# Exercise objective:
The answer must be an exact copy of the records, with every picture left out.

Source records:
· · · ·
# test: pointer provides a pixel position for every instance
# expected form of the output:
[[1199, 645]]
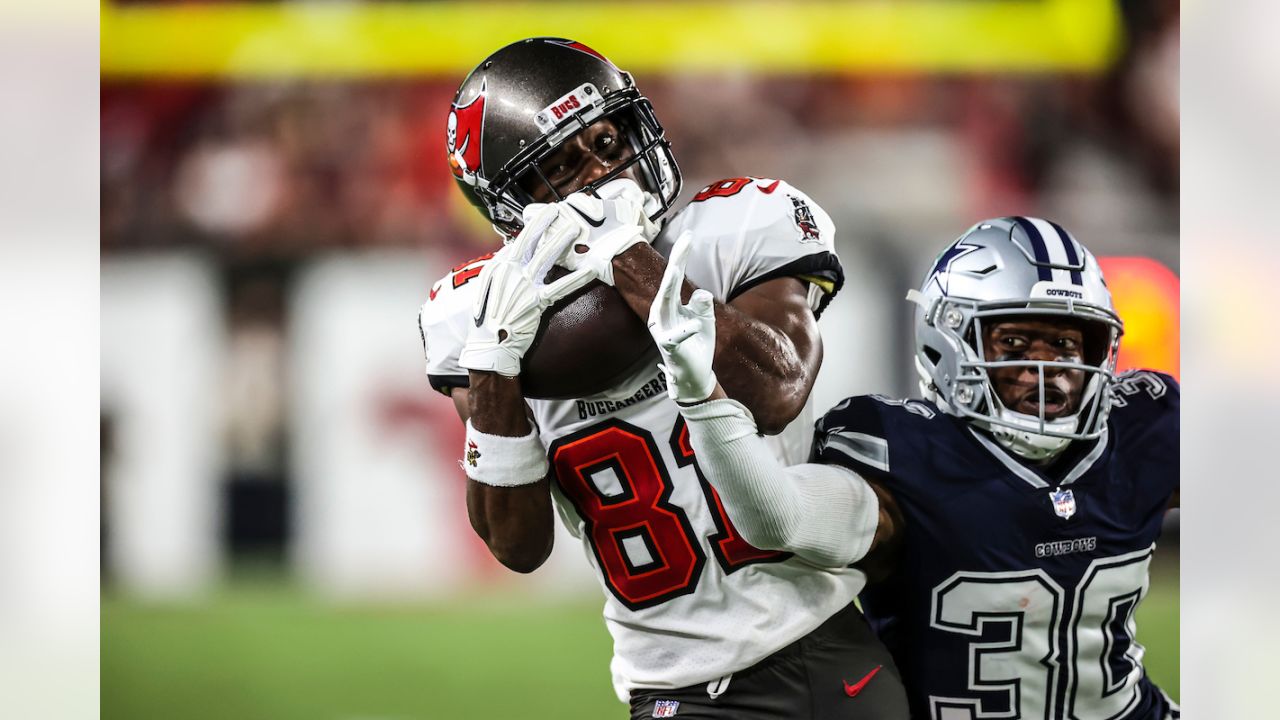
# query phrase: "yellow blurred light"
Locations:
· · · ·
# Output of the exercise:
# test: pointer provides a pixel position for every instance
# expected form of the output:
[[1199, 645]]
# query phrase: "yellow blurred light"
Locations:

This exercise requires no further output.